The one aspect of the current paper that doesn’t appear to have been published elsewhere is the ADMS dispersion modelling of fall-off of NH3 and PM2.5 concentrations in a few km distance from individual farms. As one would expect, the concentrations fall-off rapidly, down to 10% of max concentration within 1000 meters or shorter. However, these results are caveated by the authors with a long list of sources of uncertainty or difficulty with the input emissions data (that are published elsewhere) so again I was left wondering about the reliability of these results. Regardless of the accuracy or otherwise of these dispersion modelling results I was left wondering what would catch the international reader’s attention from the fact that emissions from a point source dilute quite rapidly. Instead, the main message appears to be that more data and research are needed.
Some specific comments:
L46: Sentence starting “Resulting of” is not grammatically correct. It is also not clear to me what the point is that this sentence is making.
L59: Sentence starting “Results confirmed” is not grammatically correct.
________________
* AIM 1: From the review excerpt, list every capitalized abbreviation except the line references that begin with "L".
The review excerpt has no connection to the entries after it.
________________
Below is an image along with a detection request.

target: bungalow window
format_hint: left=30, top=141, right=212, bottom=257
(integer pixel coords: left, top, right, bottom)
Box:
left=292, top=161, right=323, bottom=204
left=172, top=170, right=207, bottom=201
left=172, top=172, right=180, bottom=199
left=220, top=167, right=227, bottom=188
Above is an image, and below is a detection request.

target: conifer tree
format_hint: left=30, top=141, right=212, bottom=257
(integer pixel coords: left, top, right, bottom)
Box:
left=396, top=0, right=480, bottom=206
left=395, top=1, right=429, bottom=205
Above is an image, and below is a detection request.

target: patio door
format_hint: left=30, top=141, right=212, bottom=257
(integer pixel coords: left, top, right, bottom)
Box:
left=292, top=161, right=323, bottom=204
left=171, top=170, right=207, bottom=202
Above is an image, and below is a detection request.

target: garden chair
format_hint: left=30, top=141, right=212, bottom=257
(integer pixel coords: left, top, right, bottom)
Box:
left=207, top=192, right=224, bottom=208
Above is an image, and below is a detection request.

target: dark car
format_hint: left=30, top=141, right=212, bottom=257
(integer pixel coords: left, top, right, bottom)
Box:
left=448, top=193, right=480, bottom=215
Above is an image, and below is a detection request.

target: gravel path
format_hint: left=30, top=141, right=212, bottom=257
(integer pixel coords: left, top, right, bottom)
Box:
________________
* AIM 2: Reproduce every line of the detection entries above without changing anything.

* COMPLETE OUTPUT 1: ADMS, NH3, PM2.5

* COMPLETE OUTPUT 2:
Below is an image along with a detection request.

target: bungalow window
format_hint: left=30, top=141, right=212, bottom=257
(integer pixel coords: left, top, right, bottom)
Box:
left=292, top=161, right=323, bottom=204
left=172, top=170, right=207, bottom=201
left=172, top=172, right=180, bottom=199
left=220, top=167, right=227, bottom=188
Above is an image, and below is a detection request.

target: conifer tree
format_hint: left=30, top=141, right=212, bottom=257
(integer pixel coords: left, top, right, bottom)
Box:
left=396, top=0, right=480, bottom=206
left=395, top=1, right=429, bottom=205
Above is an image, and below is a detection request.

target: patio door
format_hint: left=30, top=141, right=212, bottom=257
(integer pixel coords: left, top, right, bottom)
Box:
left=292, top=161, right=323, bottom=204
left=171, top=170, right=207, bottom=202
Above is an image, and below is a detection request.

target: garden chair
format_hint: left=30, top=141, right=212, bottom=257
(integer pixel coords: left, top, right, bottom)
Box:
left=207, top=192, right=224, bottom=208
Above is an image, and below is a detection request.

target: dark car
format_hint: left=30, top=141, right=212, bottom=257
(integer pixel coords: left, top, right, bottom)
Box:
left=448, top=193, right=480, bottom=215
Above is an image, and below is a detection request.

target: gravel path
format_hint: left=30, top=141, right=212, bottom=257
(integer pixel coords: left, top, right, bottom)
Box:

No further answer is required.